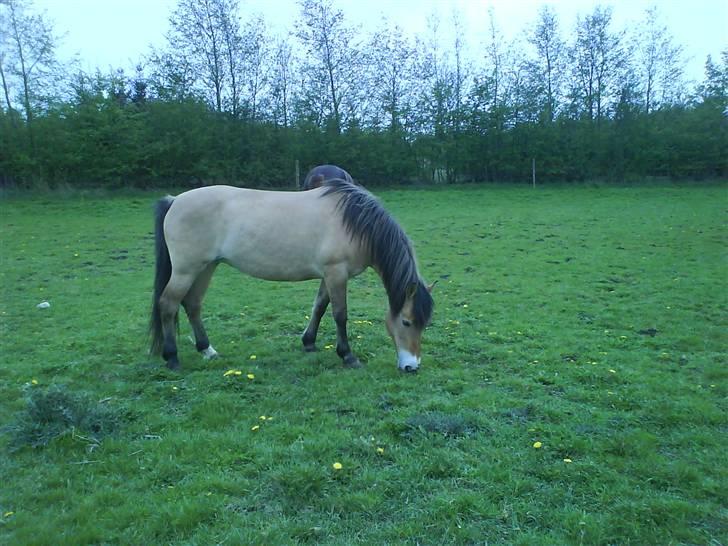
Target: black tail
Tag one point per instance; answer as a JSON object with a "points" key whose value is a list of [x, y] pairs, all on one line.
{"points": [[162, 273]]}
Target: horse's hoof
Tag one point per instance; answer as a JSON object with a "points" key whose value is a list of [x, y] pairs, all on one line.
{"points": [[173, 365], [209, 353], [352, 362]]}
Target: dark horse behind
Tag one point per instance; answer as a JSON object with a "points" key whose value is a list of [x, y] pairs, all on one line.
{"points": [[323, 173]]}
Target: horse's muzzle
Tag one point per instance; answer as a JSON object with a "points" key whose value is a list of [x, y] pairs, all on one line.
{"points": [[407, 362]]}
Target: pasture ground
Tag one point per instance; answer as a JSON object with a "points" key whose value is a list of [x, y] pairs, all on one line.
{"points": [[589, 321]]}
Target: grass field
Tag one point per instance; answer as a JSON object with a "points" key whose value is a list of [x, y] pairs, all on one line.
{"points": [[572, 391]]}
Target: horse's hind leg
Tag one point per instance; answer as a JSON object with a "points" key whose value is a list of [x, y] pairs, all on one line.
{"points": [[192, 303], [319, 308], [169, 301]]}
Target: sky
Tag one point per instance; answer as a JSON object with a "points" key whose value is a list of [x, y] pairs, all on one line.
{"points": [[117, 33]]}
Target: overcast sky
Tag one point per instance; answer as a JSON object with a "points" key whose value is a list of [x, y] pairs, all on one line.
{"points": [[116, 33]]}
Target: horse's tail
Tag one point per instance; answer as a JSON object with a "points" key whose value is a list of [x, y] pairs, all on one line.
{"points": [[162, 273]]}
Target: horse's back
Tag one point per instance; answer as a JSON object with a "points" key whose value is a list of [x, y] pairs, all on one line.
{"points": [[268, 234], [320, 174]]}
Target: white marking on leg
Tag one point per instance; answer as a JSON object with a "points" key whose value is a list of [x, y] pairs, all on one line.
{"points": [[209, 353], [406, 361]]}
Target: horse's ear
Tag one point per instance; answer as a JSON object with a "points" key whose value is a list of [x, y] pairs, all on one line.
{"points": [[411, 290]]}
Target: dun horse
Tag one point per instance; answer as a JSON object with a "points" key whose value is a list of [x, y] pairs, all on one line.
{"points": [[318, 175], [331, 233]]}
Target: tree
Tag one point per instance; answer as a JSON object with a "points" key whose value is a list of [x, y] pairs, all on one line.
{"points": [[27, 57], [658, 63], [596, 57], [281, 82], [204, 35], [547, 67], [255, 53], [392, 77], [332, 65]]}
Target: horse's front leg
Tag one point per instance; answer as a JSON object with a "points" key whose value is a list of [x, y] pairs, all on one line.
{"points": [[319, 308], [336, 284]]}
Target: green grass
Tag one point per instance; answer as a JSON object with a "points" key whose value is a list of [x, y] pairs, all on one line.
{"points": [[592, 320]]}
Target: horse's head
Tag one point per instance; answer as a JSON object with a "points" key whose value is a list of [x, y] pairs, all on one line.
{"points": [[407, 325]]}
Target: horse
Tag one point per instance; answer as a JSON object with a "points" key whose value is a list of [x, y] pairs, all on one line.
{"points": [[332, 233], [318, 175]]}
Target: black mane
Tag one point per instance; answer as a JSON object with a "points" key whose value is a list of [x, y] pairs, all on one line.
{"points": [[389, 247]]}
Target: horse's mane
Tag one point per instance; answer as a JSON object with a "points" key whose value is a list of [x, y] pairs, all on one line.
{"points": [[389, 247]]}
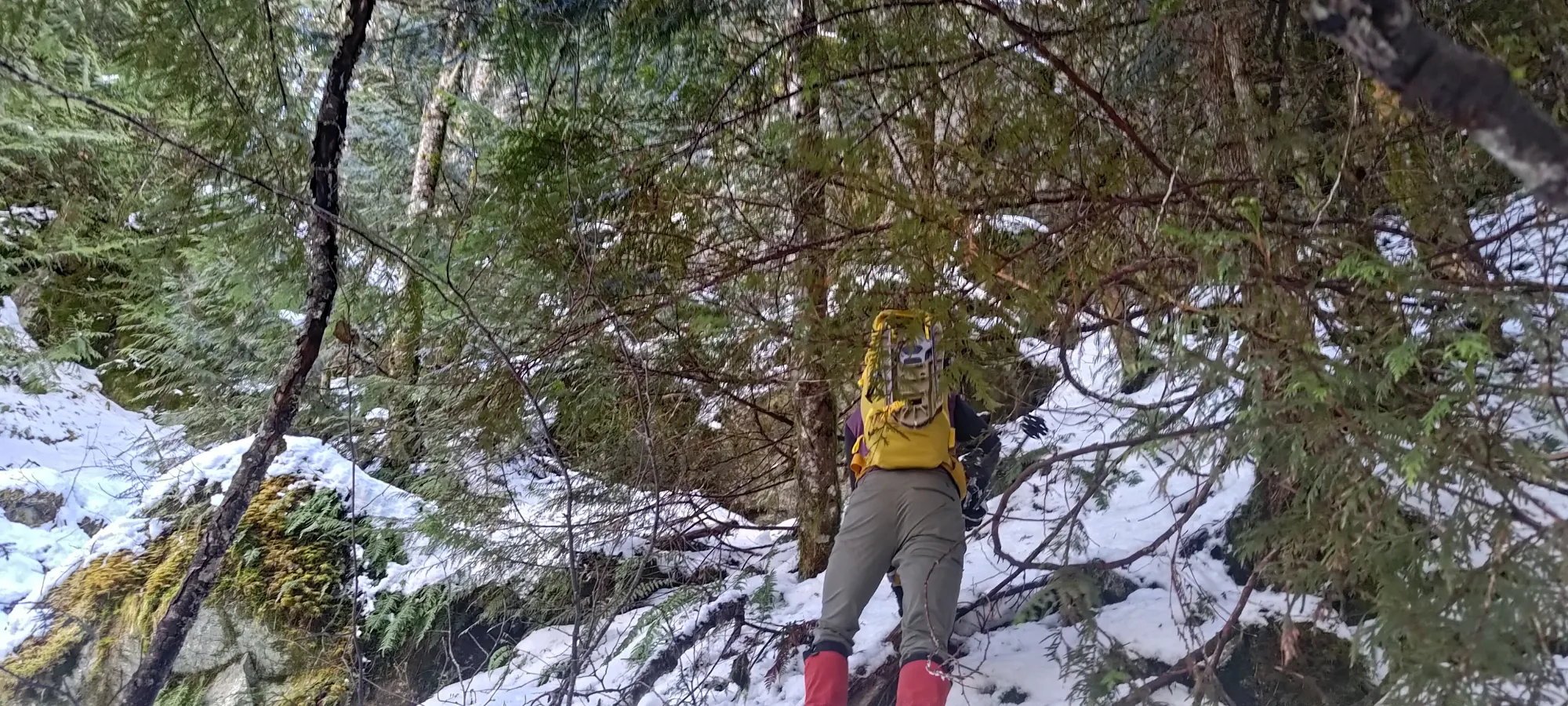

* * * * *

-- Exercise requirements --
The result should be the full set of entries above, restated exactly and without images.

-- Response for this exercise --
Target: black tail
Tag one point per instance; answer as a JSON object with a "points" key whose value is a list of [x, y] pairs, all on one line.
{"points": [[162, 273]]}
Target: horse's hoof
Tag one point per instance; answer as a JSON object with a "points" key whose value is a list of [x, y] pairs, all on one line.
{"points": [[173, 365], [209, 353], [352, 362]]}
Target: dark horse behind
Tag one point per instance; answer as a JSON object with a "points" key whose value is a list of [x, y] pairs, all on one line.
{"points": [[323, 173]]}
Target: horse's muzzle
Tag one point per instance; answer as a JSON object with a "points" key whose value is a list of [x, y] pairs, all on one line.
{"points": [[407, 362]]}
Target: pasture ground
Tag one point per instance; answer as a JSON object with a "points" key whose value is a list of [x, y] pairs, all on one line.
{"points": [[589, 321]]}
Target: grass field
Tag one point per instance; answer as a JSON object with a "points" key whose value is a list of [x, y] pairs, all on one line.
{"points": [[572, 391]]}
Target: horse's hind leg
Tag one point per instance; answer as a JSON object with a "points" key whose value is a list of [x, y] pairs, all on one line.
{"points": [[192, 303], [319, 308], [169, 301]]}
Target: sky
Tag one point per instance; answer as a JSON object with a "points" key whose value is a list of [x, y] pairs, all on one line.
{"points": [[117, 33]]}
Target: overcast sky
Tag one point per instance; answer as a JSON object with a "points" key whose value is a list of [x, y] pairs, all on one line.
{"points": [[116, 33]]}
Target: horse's tail
Tag one point per instance; answer as a JSON object with a "points" key whose value is a list of [x, y] pairs, all on one line.
{"points": [[162, 273]]}
Target: horse's back
Tag one point per instance; answer as a JSON object with a "points" key whose value is a list of [x, y] pairs, all on one line.
{"points": [[268, 234], [320, 174]]}
Target: white marking on leg
Tag one point per instance; answer as a JSON object with a "points" key whose value is a list of [x, y] pairs, all on one line.
{"points": [[209, 353], [406, 361]]}
Target: horse's ear
Tag one point per instance; answer as a JSON object with a "points" key whose value is a list of [x, y] pairs, all on one line.
{"points": [[411, 290]]}
Target: dun horse
Tag one point per instance; answer as a JSON object with a "points" key whose value is a list of [x, y] pairs, all on one line.
{"points": [[318, 175], [331, 233]]}
Target: tree
Tag one point per instance; answer as a JSON object with a "points" key whose value is a list of [x, y] pairs, all on one line.
{"points": [[27, 57], [658, 63], [596, 57], [281, 82], [204, 35], [547, 67], [255, 53], [392, 77], [332, 65]]}
Target: horse's front leg
Tag one point per instance; answer as a JSON object with a "points" key whose value is a list of [x, y] pairs, all on one line.
{"points": [[319, 308], [336, 284]]}
Target: green grass
Tag one point per instance; answer as a JSON object with a "points" key whose value is a list of [x, y] pairs, all on one line.
{"points": [[592, 320]]}
Target: horse's head
Tag one point per instance; answer as a JSON object with a "points" key whose value is a list of [x, y] pairs, all on one line.
{"points": [[407, 325]]}
Target: horse
Tag one point per instance; answer as a JSON object with a "points" key whose value is a list of [x, y] pairs, all on one line.
{"points": [[332, 233], [318, 175]]}
Target: black mane
Tag one point per instance; answer as a JSON object with a "points" key whose value is a list of [x, y] pairs, all on one line.
{"points": [[389, 247]]}
Target: horse's mane
Tag one point per instance; answer as a JSON object with a "points" key whose value is a list of [x, y] pairs, all on one line.
{"points": [[389, 247]]}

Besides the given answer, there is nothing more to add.